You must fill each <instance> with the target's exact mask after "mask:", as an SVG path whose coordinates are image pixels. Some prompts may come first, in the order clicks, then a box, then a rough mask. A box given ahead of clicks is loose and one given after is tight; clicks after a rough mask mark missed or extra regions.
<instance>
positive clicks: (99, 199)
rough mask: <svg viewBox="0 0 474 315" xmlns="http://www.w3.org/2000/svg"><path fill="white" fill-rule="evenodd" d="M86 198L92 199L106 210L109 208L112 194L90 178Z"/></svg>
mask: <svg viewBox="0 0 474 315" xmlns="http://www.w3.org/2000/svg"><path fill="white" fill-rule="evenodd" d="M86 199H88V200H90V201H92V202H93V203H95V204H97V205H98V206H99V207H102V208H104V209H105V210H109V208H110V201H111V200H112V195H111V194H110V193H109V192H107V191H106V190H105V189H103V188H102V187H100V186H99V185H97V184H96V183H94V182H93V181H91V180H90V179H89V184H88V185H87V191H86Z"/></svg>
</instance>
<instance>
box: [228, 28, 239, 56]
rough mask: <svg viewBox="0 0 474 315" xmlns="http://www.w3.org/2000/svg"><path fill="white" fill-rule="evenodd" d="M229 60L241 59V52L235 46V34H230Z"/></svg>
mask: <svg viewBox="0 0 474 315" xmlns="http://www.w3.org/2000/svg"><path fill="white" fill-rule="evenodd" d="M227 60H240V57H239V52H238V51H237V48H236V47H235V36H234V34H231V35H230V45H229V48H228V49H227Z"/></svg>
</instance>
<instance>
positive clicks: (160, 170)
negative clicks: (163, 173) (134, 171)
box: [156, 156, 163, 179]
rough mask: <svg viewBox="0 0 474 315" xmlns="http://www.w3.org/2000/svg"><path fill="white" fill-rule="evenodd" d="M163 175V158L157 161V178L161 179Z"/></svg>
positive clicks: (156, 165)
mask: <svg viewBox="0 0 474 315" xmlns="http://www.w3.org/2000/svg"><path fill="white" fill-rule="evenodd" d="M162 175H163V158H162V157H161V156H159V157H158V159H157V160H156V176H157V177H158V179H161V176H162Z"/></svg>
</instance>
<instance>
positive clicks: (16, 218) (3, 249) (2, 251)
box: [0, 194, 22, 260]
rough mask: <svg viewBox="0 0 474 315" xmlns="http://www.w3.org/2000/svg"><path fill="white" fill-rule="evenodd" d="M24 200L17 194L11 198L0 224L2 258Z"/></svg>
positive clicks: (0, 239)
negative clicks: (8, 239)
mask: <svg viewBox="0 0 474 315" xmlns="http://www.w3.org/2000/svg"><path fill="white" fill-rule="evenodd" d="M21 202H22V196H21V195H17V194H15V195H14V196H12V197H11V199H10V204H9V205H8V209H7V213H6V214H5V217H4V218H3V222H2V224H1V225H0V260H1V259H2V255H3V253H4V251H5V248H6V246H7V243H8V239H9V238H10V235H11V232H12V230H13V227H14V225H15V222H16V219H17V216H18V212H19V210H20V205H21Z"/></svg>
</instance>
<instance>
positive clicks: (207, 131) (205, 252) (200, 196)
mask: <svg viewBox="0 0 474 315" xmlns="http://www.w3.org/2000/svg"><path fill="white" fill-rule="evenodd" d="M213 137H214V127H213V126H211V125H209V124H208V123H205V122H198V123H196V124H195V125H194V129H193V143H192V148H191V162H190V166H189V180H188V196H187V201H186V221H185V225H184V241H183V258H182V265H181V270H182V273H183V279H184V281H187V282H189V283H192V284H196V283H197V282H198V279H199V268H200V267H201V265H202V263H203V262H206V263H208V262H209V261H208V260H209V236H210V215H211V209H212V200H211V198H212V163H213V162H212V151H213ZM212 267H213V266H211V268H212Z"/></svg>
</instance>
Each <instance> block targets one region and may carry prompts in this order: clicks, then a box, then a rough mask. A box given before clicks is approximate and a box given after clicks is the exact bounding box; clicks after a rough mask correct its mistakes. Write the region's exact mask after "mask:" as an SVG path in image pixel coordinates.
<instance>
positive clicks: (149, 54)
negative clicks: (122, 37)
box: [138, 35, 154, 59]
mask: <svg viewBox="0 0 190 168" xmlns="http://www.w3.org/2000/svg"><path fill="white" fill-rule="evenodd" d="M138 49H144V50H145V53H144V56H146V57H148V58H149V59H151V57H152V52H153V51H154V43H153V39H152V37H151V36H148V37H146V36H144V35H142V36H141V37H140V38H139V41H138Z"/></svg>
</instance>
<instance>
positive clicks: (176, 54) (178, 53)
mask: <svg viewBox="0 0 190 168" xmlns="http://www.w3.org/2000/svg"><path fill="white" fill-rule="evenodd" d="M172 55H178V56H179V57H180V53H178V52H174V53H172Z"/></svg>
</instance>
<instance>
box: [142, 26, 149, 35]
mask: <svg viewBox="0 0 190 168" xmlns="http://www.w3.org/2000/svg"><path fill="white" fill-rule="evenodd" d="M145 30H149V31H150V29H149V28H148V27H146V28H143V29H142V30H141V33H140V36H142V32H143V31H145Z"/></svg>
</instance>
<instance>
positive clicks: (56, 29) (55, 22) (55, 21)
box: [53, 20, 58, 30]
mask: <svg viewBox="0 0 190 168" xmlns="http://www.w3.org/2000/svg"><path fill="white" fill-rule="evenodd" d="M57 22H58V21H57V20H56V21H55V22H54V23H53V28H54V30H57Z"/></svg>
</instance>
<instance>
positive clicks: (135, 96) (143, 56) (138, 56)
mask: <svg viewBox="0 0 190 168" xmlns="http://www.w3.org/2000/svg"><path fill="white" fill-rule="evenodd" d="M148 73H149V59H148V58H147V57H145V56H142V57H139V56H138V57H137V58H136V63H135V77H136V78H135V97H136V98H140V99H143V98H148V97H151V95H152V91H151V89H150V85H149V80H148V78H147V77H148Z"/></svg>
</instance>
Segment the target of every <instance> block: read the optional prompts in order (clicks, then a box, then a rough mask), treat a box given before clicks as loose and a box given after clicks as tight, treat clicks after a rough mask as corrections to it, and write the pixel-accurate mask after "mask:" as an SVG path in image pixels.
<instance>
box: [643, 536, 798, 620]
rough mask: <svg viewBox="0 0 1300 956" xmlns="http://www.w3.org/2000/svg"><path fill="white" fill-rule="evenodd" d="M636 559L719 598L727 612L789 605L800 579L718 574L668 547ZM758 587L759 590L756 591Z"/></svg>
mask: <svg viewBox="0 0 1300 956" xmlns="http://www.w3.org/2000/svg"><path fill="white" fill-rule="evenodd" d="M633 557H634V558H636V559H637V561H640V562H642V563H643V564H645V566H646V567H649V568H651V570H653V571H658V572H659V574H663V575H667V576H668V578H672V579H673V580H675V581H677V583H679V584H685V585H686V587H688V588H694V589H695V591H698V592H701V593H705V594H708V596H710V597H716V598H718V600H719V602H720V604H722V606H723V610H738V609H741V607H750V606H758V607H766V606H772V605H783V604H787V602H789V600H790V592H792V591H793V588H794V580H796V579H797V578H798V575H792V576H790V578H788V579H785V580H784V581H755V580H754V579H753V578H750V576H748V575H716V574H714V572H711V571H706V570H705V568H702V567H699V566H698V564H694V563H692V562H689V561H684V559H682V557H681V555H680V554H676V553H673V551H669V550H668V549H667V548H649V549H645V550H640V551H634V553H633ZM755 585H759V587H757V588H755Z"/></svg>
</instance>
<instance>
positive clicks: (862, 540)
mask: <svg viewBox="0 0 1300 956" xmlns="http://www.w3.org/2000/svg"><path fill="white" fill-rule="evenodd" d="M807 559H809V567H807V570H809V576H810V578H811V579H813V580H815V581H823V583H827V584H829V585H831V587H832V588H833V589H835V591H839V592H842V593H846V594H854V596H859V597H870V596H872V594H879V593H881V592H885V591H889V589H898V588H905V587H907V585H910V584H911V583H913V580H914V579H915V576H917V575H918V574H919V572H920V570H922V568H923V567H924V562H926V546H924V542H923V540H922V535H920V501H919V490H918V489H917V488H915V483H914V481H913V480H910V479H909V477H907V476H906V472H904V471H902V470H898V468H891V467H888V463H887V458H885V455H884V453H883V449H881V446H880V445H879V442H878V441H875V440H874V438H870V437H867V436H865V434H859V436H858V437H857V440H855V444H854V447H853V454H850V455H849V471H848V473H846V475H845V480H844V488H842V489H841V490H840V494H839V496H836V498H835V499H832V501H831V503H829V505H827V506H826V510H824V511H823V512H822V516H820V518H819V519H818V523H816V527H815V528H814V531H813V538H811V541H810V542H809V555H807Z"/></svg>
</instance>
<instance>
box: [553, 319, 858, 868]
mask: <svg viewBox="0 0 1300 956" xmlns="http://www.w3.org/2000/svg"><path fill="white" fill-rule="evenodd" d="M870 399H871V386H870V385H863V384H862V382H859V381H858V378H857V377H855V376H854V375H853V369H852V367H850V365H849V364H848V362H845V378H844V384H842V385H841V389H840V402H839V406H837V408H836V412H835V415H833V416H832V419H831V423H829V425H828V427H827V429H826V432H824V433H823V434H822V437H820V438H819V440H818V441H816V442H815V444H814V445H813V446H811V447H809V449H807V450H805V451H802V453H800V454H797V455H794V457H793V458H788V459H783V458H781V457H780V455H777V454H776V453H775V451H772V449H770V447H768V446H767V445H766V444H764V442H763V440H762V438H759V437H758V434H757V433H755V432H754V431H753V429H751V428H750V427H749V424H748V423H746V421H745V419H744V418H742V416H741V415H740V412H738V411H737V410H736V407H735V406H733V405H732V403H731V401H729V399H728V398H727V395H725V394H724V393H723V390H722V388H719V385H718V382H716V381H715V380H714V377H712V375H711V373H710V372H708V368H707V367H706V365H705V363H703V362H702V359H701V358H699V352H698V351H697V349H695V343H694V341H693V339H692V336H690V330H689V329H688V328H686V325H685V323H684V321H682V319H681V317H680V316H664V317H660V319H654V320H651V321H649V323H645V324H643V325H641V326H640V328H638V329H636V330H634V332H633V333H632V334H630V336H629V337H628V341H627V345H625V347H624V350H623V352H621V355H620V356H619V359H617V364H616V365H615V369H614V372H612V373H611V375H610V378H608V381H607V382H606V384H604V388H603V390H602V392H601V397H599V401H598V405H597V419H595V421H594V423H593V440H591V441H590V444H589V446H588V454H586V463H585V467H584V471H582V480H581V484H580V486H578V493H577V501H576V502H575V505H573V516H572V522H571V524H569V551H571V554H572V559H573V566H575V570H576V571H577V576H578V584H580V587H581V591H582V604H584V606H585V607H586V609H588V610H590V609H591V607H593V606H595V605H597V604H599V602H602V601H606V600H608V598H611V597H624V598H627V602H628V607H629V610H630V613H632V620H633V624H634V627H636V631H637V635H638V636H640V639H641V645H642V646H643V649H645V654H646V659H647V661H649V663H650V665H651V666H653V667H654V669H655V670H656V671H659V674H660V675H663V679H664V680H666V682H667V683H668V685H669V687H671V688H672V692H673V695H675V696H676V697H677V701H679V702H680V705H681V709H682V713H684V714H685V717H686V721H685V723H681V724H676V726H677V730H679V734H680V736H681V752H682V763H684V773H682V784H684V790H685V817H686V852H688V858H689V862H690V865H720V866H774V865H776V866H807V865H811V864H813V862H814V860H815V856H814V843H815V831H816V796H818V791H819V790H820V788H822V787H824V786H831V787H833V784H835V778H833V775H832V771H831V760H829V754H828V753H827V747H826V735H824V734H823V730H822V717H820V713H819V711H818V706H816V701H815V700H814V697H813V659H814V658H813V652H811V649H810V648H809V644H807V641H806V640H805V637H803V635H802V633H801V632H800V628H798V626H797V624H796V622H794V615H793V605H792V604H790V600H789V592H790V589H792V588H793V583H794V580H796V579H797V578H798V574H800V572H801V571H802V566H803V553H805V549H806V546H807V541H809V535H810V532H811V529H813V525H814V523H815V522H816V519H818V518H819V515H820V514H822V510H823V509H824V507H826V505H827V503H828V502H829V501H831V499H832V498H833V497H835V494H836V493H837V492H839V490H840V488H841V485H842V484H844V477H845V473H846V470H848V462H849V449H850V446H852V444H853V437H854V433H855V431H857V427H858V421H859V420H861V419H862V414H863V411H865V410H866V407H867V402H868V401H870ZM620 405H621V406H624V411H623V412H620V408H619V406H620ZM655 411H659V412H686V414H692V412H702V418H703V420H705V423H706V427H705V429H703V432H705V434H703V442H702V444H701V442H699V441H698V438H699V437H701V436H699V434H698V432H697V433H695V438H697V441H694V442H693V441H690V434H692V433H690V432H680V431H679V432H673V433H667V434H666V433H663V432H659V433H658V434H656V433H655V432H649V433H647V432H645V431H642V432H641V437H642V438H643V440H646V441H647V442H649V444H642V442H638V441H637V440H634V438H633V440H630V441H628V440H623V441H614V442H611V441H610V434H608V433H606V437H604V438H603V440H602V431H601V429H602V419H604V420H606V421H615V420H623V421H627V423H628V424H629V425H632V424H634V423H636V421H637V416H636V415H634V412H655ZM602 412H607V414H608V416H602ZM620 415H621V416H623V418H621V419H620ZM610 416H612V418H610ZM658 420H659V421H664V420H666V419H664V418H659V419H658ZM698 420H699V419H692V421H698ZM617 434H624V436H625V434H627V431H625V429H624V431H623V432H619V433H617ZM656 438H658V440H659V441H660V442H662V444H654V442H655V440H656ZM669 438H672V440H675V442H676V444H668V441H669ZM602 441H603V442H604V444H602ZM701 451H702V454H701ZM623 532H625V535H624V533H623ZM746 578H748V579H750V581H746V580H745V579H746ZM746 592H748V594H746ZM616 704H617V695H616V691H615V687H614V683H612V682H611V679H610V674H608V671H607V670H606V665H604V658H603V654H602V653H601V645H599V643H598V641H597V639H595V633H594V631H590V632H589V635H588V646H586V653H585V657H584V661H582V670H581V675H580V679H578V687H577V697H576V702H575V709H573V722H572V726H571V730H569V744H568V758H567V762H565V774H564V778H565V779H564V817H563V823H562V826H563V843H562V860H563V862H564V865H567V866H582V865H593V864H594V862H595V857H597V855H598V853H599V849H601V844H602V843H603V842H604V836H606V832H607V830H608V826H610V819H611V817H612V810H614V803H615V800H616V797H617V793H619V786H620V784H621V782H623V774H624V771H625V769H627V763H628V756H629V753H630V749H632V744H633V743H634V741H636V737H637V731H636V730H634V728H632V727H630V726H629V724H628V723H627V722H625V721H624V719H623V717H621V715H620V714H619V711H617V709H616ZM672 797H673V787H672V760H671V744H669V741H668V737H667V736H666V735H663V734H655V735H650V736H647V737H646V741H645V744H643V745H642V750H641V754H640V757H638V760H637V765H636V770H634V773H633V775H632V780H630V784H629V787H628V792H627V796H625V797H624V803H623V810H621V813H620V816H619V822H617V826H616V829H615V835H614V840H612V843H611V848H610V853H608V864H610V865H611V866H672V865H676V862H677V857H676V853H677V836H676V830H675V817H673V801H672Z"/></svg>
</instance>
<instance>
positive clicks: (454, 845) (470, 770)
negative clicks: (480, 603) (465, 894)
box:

[Action item]: What you retype should run from the first line of the entries above through the line containing "box: [156, 156, 163, 179]", exactly and in full.

[Output of the task]:
You must fill each <instance> with the target's exact mask after "mask:", as an SVG path whose coordinates are image pixels. Some prompts may come first, in the order clicks, then a box, then a rough mask. A box given ahead of clicks is loose and one given after is tight; clicks after a rough mask mark missed or extra regions.
<instance>
positive clicks: (99, 199)
rough mask: <svg viewBox="0 0 474 315" xmlns="http://www.w3.org/2000/svg"><path fill="white" fill-rule="evenodd" d="M86 198L92 199L106 210L109 208L112 194L90 178Z"/></svg>
mask: <svg viewBox="0 0 474 315" xmlns="http://www.w3.org/2000/svg"><path fill="white" fill-rule="evenodd" d="M86 199H88V200H90V201H92V202H93V203H95V204H97V205H98V206H99V207H102V208H104V209H105V210H109V208H110V201H111V200H112V195H111V194H110V193H109V192H107V191H106V190H105V189H103V188H102V187H100V186H99V185H97V184H96V183H94V182H93V181H91V180H90V179H89V184H88V185H87V191H86Z"/></svg>
</instance>
<instance>
box: [228, 28, 239, 56]
rough mask: <svg viewBox="0 0 474 315" xmlns="http://www.w3.org/2000/svg"><path fill="white" fill-rule="evenodd" d="M229 60L241 59V52L235 46V34H230Z"/></svg>
mask: <svg viewBox="0 0 474 315" xmlns="http://www.w3.org/2000/svg"><path fill="white" fill-rule="evenodd" d="M227 60H240V57H239V52H238V51H237V48H236V47H235V36H234V34H231V35H230V45H229V48H228V49H227Z"/></svg>
</instance>
<instance>
positive clicks: (160, 170)
negative clicks: (163, 173) (134, 171)
box: [156, 156, 163, 179]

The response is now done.